E esta pluralidade transborda a filosofia e inspira outros discursos. Para o antropólogo Eduardo Viveiros de Castro, pesquisador de sistemas de pensamento indígenas, a obra de Deleuze "abre inúmeras perspectivas sobre aspectos de pensamentos fora da grande tradição".
Não só em seu aspecto teórico Deleuze armou um sistema de multiplicidades. É sobretudo nas suas fontes, naquilo, segundo sua fórmula, "que dá o que pensar", que se pode encontrar o sentido do popfilosofar. A título de exemplo, num livro difícil como "Mil Platôs" acham-se citações que vão do músico erudito Pierre Boulez à compositora pop Patti Smith, de textos de Kafka e de Henry James aos do guru Carlos Castañeda.
Segundo Olgária Matos, professora de filosofia na USP, "o que Deleuze fez pode ser definido, como ele mesmo indica, como uma heterogênese, uma recriação dos conceitos que deve conter sua própria história, mas também algo novo".
Esta orientação plural foi a força da qual se alimentou Deleuze para elaborar seu pensamento da diferença. Uma filosofia ainda capaz de espantar o torpor e de restituir a vontade de inventar o mundo.
- - -
_PARA FAZER_.
**1)** No trecho sobre Deleuze, qual é o cargo de Olgária Matos?
**2)** Copie do trecho sobre Deleuze a parte que vai de "E esta pluralidade" até "guru Carlos Castañeda.".
- - -
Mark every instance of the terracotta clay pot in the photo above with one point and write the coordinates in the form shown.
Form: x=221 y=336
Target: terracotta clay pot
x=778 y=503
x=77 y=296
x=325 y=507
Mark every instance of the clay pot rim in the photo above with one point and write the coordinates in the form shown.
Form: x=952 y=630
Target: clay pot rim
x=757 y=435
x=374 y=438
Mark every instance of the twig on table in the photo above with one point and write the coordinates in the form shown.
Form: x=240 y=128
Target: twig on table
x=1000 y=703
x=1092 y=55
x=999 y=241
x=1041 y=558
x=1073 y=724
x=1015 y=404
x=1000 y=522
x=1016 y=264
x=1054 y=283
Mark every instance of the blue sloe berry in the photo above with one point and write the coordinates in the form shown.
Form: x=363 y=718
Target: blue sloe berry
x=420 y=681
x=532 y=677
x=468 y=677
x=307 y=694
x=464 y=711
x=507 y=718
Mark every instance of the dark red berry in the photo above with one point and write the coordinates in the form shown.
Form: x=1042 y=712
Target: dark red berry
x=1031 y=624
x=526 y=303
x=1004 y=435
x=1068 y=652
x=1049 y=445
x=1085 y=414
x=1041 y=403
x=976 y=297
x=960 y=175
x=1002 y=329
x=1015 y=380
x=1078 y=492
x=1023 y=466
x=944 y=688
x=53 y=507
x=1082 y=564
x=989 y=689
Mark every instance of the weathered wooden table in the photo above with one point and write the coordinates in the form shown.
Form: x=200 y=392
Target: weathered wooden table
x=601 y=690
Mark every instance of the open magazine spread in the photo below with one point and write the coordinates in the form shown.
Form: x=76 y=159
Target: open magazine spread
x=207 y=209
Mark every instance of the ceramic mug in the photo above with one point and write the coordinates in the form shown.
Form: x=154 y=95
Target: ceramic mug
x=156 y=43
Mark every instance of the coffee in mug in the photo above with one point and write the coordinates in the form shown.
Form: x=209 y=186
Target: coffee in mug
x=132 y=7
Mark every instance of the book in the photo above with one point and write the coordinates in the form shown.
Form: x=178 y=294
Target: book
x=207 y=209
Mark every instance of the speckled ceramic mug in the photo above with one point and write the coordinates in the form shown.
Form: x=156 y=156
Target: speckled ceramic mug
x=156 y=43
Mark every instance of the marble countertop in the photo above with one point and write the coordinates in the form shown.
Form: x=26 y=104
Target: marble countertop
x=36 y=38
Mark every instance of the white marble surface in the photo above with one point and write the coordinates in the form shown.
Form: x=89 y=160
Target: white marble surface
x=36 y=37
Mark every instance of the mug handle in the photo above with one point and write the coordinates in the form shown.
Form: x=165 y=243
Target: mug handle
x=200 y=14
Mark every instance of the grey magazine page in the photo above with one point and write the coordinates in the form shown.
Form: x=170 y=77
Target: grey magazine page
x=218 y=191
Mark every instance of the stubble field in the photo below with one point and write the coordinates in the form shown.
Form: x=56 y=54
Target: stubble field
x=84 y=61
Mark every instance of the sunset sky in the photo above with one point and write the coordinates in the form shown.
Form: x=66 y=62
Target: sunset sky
- - -
_RESPOSTAS_.
**1)** Professora de filosofia na USP.

**2)**
E esta pluralidade transborda a filosofia e inspira outros discursos. Para o antropólogo Eduardo Viveiros de Castro, pesquisador de sistemas de pensamento indígenas, a obra de Deleuze "abre inúmeras perspectivas sobre aspectos de pensamentos fora da grande tradição".
Não só em seu aspecto teórico Deleuze armou um sistema de multiplicidades. É sobretudo nas suas fontes, naquilo, segundo sua fórmula, "que dá o que pensar", que se pode encontrar o sentido do popfilosofar. A título de exemplo, num livro difícil como "Mil Platôs" acham-se citações que vão do músico erudito Pierre Boulez à compositora pop Patti Smith, de textos de Kafka e de Henry James aos do guru Carlos Castañeda.